## CONSIGNE
Réécrivez le passage du texte ci-dessous sur les Lumières qui commence par « L’autorité de la » et se termine par « sur ce fondement. », en remplaçant « détrônée » par « renversée ».
====== TEXTE PROPOSÉ
Lumières
Les Lumières ou Siècle des Lumières[1], ou encore âge de la Raison[2], coïncident plus ou moins avec le XIXe siècle en France[3]. Mouvement culturel, philosophique, littéraire et intellectuel, elles succèdent à l’ère classique et se termine avec la période où se développent la Révolution (Révolution américaine de 1776 et la Révolution française de 1789), le Romantisme, et la Restauration[4], et pour certains, avec la publication de la Critique de la raison pure de Kant en 1781.
Suite à la Réforme, l’unité intellectuelle européenne en matière de moralité et de religion a est morcelée[5], exigeant conséquemment un nouveau standard pour réunir la connaissance religieuse et les croyances. John Locke, à l’instar de René Descartes, est un précurseur de cette époque. Il tente de répondre au défi apologétique par un appel à la raison comme guide. Cette proclamation est sans équivoque : la raison autonome, avec sa pensée critique, devient reine. Selon Ramm, l’intelligentsia européenne « répudie l’autorité du passé ou de la tradition et affirme la capacité de l’homme moderne de trouver la vérité par lui-même[6] » entraînant le rejet de l’autorité et de la tradition, séparant foi et raison par le rejet de la possibilité du miraculeux et redéfinissant l’anthropologie chrétienne.
L’autorité de la Révélation est détrônée, car aucune autorité n’est acceptée si elle n’est justifiée par la Raison. Neil B. MacDonald exprime que, pour la théologie chrétienne, un changement de paradigme survient[7]: on passe d’une « foi à la recherche de compréhension » à une « foi qui requiert une justification ». Ainsi, celui qui déclare ses convictions religieuses doit en expliquer le fondement rationnel ou les abandonner. Pour certains, l’autorité biblique demeure, mais toujours sous la domination de la Raison, car « nous pouvons compter sur les vérités divines révélées seulement si nous avons été persuadés par d’autres moyens qu’elles ont été révélées[8] ». Nul ne doute que la remise en question de la doctrine de la Révélation s’applique mutadis mutandis à l’ensemble des doctrines se tenant sur ce fondement.
============
====== MATÉRIEL
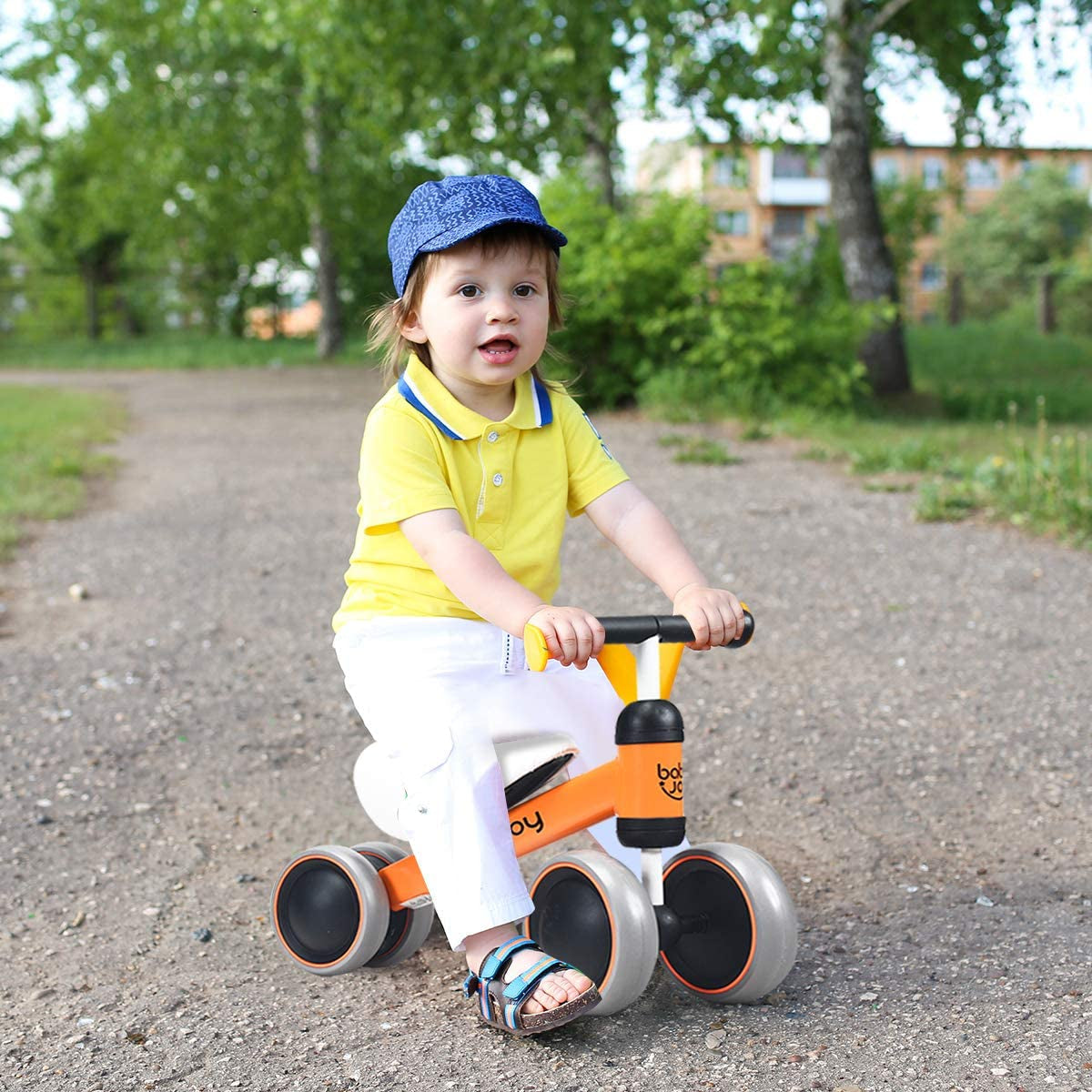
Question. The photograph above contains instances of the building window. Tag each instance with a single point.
(731, 170)
(885, 169)
(982, 175)
(933, 277)
(933, 174)
(789, 223)
(733, 222)
(791, 165)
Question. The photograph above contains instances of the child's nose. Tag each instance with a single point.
(502, 310)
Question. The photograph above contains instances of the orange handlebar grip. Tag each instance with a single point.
(534, 648)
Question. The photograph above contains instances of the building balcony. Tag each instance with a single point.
(802, 192)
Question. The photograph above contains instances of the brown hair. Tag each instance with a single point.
(385, 326)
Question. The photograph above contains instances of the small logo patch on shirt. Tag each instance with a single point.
(599, 437)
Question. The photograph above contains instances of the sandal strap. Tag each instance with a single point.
(492, 966)
(513, 993)
(522, 986)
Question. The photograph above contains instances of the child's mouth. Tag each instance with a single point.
(500, 350)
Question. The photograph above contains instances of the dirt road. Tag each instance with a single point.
(906, 741)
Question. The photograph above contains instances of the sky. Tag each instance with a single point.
(1058, 115)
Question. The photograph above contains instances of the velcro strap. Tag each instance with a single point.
(523, 984)
(494, 964)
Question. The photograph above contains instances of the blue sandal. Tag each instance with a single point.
(500, 1002)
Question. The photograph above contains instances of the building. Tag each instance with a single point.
(768, 201)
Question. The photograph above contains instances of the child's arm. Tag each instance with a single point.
============
## RÉPONSE ATTENDUE
L’autorité de la Révélation est renversée, car aucune autorité n’est acceptée si elle n’est justifiée par la Raison. Neil B. MacDonald exprime que, pour la théologie chrétienne, un changement de paradigme survient[7]: on passe d’une « foi à la recherche de compréhension » à une « foi qui requiert une justification ». Ainsi, celui qui déclare ses convictions religieuses doit en expliquer le fondement rationnel ou les abandonner. Pour certains, l’autorité biblique demeure, mais toujours sous la domination de la Raison, car « nous pouvons compter sur les vérités divines révélées seulement si nous avons été persuadés par d’autres moyens qu’elles ont été révélées[8] ». Nul ne doute que la remise en question de la doctrine de la Révélation s’applique mutadis mutandis à l’ensemble des doctrines se tenant sur ce fondement.